### Problem
Copy the essay on assisted outpatient treatment in full, word for word.

### Excerpt to read
BEGIN

Assisted Outpatient Treatment

by Joseph Merlin Bowers

One of the more controversial parts of much legislation being considered in Congress currently is assisted outpatient treatment. It’s even been a source of a disagreement between one of my sons and I. Some of the trouble is that it doesn’t mean exactly and only what is says. It also means involuntary outpatient treatment and sometimes forced medication.

As anyone who knows me might expect, I have a lot to say about this issue as someone who has experienced psychosis, involuntary commitment and at least coerced medication.

In the West we greatly treasure civil liberties and freedom of choice as I think we should. So taking that away from an adult should never be done lightly or routinely. All of us in fact no matter our competency sometimes make bad choices and we should have the right and freedom to do so in a free society. Taking this freedom away should be very rare indeed. But civil liberties and freedom of choice are not just privileges. They are also a responsibility if sometimes only to ourselves.

Because of this responsibility, we don’t allow small children to make important life altering decisions or so burden them if that is how one looks at it. Nor should we allow or so burden someone who is mentally incompetent.

END

### Supplied entries
BEGIN

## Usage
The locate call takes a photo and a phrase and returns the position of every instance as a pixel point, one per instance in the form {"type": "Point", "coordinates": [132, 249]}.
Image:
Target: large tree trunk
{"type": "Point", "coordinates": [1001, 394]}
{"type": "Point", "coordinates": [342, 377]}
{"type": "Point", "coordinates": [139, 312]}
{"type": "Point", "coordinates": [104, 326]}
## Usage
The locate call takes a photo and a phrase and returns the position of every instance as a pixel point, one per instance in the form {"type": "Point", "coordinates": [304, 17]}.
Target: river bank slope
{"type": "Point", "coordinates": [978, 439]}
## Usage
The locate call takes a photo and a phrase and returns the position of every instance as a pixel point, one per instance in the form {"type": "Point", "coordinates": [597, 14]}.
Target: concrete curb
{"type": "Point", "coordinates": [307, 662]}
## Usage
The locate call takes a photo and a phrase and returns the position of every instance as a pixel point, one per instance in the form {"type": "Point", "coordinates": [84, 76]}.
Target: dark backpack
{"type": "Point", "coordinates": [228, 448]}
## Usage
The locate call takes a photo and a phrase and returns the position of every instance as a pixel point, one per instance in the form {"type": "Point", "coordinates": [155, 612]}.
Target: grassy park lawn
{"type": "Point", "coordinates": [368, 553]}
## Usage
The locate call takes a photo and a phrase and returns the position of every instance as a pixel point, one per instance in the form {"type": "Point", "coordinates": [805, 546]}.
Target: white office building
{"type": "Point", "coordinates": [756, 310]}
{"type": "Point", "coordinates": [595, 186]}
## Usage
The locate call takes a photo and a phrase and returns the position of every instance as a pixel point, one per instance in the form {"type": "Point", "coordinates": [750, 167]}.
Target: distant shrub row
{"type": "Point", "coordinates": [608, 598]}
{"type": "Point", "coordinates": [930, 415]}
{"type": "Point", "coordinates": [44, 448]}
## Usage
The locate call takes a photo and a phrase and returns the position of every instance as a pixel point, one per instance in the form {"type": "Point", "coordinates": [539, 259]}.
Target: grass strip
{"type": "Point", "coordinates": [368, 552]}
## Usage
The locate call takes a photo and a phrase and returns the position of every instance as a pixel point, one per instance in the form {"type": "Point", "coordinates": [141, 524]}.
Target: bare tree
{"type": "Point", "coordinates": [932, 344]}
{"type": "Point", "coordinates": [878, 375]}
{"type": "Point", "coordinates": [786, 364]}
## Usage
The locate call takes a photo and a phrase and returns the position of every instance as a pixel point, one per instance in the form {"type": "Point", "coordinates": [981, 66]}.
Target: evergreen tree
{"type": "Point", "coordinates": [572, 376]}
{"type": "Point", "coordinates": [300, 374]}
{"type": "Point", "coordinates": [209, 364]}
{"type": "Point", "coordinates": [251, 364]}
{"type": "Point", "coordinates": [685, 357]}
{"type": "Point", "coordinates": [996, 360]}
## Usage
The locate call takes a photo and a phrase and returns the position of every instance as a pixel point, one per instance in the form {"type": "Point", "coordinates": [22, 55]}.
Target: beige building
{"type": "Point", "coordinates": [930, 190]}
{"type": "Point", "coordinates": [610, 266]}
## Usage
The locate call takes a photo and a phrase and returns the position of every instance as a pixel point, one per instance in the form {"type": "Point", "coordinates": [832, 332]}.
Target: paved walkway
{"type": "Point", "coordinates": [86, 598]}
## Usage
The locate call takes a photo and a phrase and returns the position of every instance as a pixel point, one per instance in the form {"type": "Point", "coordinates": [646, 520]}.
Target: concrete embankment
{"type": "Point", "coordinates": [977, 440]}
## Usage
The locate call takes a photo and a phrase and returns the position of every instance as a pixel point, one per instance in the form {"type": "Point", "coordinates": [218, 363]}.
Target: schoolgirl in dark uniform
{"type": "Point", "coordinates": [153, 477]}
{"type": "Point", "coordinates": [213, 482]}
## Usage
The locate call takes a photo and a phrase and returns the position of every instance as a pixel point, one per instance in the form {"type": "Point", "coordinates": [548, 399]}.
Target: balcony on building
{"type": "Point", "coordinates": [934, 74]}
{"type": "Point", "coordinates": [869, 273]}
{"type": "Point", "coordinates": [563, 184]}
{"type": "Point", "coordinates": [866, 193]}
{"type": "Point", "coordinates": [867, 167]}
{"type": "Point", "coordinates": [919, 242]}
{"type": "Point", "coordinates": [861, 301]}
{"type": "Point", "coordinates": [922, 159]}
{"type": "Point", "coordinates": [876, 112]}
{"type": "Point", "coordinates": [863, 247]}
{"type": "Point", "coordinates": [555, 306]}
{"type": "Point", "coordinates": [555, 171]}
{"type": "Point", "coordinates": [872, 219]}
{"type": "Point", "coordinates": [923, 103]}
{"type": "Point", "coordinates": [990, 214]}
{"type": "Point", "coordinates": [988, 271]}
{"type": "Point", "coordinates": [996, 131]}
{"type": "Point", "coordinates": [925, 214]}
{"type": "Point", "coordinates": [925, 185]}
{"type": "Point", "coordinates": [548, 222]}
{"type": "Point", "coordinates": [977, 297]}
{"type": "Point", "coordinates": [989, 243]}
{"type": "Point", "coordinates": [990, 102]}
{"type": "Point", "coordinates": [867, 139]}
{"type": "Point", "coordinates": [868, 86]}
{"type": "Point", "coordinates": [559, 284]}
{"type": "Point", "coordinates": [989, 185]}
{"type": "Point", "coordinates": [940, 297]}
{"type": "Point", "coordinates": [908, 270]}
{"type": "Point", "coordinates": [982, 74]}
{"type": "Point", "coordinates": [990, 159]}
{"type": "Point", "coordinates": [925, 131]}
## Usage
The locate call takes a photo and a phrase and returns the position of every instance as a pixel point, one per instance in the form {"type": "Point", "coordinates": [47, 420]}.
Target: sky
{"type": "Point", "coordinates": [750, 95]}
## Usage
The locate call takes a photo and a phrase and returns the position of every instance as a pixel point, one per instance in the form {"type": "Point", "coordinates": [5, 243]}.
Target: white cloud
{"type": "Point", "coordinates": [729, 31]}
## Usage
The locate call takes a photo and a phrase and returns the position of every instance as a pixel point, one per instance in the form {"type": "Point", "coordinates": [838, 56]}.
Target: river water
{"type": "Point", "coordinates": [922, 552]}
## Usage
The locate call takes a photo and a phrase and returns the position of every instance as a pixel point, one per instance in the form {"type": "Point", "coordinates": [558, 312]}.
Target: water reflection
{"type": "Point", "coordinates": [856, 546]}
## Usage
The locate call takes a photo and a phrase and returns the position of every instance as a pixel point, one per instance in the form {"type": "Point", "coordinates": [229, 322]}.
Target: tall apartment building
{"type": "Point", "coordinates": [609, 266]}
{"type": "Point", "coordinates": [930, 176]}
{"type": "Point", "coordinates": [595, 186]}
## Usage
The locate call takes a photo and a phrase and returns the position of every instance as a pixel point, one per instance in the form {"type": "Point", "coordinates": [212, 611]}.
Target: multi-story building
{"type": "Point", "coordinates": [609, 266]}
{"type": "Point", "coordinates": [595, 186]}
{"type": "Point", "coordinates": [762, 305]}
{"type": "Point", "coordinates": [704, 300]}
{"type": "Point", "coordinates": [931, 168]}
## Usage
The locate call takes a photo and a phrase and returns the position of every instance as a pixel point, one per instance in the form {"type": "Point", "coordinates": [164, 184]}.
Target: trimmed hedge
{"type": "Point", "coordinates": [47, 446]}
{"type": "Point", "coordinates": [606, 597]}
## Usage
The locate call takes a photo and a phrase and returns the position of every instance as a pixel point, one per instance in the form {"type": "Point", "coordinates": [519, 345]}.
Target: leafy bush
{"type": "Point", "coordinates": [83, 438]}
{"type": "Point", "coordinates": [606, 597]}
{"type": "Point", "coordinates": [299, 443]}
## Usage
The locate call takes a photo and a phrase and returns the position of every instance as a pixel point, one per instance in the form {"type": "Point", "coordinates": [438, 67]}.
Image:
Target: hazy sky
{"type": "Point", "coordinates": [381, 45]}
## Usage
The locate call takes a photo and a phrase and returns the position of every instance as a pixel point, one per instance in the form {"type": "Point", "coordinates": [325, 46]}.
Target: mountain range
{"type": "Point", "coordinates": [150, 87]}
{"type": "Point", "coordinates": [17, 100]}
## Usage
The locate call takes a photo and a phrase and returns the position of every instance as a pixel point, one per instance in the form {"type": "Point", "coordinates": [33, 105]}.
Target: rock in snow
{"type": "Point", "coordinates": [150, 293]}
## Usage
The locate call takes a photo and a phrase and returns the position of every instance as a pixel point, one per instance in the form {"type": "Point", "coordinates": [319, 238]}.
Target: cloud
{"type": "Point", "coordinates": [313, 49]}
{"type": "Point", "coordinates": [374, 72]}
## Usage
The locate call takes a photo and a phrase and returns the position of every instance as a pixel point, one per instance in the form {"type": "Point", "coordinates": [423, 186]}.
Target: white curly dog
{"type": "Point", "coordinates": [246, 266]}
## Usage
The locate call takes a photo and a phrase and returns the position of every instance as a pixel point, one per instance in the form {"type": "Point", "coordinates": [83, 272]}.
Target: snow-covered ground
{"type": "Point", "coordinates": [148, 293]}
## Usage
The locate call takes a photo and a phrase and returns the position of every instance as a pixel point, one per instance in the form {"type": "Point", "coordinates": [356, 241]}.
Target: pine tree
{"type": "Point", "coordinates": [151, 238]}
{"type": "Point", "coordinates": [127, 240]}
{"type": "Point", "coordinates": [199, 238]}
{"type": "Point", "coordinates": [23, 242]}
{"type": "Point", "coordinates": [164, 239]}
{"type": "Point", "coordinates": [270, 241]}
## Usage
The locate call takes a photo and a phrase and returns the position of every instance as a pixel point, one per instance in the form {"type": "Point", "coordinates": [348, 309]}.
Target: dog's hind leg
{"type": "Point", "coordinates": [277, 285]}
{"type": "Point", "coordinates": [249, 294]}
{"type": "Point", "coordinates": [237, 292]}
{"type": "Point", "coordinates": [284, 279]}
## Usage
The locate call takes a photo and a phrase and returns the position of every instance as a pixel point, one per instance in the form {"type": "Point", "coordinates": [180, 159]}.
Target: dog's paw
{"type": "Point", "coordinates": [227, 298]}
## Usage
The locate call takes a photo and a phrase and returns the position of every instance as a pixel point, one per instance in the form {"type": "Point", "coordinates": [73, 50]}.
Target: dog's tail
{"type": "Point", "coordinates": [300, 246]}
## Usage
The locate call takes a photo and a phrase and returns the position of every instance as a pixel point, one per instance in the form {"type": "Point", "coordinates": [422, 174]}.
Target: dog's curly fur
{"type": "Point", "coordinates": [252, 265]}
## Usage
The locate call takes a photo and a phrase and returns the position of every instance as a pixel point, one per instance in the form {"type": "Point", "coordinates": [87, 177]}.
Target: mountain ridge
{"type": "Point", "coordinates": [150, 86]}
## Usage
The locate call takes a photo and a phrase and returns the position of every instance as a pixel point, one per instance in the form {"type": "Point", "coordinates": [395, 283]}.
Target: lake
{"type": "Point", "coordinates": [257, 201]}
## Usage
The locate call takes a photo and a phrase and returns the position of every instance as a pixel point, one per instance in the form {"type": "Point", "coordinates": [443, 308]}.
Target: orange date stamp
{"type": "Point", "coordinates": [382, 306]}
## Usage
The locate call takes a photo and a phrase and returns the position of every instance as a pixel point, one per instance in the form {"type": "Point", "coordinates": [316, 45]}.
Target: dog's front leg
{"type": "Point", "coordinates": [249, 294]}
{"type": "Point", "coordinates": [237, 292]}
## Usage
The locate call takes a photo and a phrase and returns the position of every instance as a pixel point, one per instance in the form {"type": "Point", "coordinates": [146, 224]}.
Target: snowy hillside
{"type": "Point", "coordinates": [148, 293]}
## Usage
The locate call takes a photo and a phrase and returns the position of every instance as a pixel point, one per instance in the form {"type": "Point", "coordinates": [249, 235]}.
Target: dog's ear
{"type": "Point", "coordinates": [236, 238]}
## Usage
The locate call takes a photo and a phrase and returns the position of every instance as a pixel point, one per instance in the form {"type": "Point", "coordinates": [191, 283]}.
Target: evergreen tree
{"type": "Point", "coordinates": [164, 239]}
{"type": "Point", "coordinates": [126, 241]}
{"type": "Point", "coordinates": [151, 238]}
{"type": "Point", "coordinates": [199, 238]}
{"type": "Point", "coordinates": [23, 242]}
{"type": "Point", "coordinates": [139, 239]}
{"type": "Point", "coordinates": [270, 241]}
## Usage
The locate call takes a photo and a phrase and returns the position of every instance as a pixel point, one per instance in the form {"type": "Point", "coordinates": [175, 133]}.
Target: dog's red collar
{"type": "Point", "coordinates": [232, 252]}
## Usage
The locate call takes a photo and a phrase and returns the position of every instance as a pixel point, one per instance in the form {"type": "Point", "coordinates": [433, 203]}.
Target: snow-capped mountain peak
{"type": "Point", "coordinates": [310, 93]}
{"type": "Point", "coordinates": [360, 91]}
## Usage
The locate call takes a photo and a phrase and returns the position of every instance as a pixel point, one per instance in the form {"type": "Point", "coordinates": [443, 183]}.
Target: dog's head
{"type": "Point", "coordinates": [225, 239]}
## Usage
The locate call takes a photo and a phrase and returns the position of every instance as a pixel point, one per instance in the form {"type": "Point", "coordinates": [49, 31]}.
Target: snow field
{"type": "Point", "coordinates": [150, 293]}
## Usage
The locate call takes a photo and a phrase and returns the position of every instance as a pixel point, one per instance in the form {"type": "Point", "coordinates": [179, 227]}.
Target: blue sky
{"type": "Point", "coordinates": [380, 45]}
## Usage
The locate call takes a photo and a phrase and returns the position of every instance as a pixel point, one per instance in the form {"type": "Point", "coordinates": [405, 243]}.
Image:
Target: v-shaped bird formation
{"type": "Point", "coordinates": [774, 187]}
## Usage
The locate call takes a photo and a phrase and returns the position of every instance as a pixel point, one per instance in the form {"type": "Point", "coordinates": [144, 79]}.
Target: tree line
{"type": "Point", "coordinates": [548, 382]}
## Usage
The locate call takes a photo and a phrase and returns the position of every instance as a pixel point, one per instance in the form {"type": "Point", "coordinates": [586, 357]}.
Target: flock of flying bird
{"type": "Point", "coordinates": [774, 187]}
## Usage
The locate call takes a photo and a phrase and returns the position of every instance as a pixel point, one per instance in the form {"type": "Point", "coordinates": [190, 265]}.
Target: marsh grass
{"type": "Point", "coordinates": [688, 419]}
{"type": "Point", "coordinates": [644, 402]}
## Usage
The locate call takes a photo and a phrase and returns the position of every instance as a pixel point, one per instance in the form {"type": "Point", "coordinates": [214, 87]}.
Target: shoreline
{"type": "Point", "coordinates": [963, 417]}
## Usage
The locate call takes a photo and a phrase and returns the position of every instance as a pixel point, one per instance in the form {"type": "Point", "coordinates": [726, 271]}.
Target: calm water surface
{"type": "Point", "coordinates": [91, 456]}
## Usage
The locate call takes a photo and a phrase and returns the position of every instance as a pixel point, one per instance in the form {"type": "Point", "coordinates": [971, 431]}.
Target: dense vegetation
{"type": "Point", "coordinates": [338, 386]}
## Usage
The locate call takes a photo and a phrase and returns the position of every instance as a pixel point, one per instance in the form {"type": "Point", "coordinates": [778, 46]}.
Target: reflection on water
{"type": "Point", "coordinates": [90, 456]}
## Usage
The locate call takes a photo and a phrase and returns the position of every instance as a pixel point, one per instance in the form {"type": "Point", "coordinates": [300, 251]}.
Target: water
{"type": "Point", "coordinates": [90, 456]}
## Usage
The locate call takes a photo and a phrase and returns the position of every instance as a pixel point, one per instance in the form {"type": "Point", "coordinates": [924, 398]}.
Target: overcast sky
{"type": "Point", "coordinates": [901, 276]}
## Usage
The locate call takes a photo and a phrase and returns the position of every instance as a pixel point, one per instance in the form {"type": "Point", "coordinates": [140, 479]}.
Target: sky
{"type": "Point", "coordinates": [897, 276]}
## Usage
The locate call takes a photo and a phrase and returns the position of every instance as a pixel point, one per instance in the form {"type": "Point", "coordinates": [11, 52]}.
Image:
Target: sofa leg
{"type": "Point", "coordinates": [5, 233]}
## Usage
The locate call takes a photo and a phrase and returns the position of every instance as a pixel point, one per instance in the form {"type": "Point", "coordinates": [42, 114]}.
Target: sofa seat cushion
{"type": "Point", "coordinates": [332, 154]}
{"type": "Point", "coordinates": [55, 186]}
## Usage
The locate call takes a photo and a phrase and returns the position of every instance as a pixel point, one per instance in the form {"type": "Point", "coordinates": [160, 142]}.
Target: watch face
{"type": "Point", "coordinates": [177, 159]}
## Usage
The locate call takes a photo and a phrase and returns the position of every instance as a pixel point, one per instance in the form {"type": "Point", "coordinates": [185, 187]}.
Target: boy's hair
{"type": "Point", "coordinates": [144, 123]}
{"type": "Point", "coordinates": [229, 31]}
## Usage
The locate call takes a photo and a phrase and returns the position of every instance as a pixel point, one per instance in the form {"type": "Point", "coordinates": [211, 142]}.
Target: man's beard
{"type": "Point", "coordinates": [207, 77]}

END

### Result of the exercise
Assisted Outpatient Treatment

by Joseph Merlin Bowers

One of the more controversial parts of much legislation being considered in Congress currently is assisted outpatient treatment. It’s even been a source of a disagreement between one of my sons and I. Some of the trouble is that it doesn’t mean exactly and only what is says. It also means involuntary outpatient treatment and sometimes forced medication.

As anyone who knows me might expect, I have a lot to say about this issue as someone who has experienced psychosis, involuntary commitment and at least coerced medication.

In the West we greatly treasure civil liberties and freedom of choice as I think we should. So taking that away from an adult should never be done lightly or routinely. All of us in fact no matter our competency sometimes make bad choices and we should have the right and freedom to do so in a free society. Taking this freedom away should be very rare indeed. But civil liberties and freedom of choice are not just privileges. They are also a responsibility if sometimes only to ourselves.

Because of this responsibility, we don’t allow small children to make important life altering decisions or so burden them if that is how one looks at it. Nor should we allow or so burden someone who is mentally incompetent.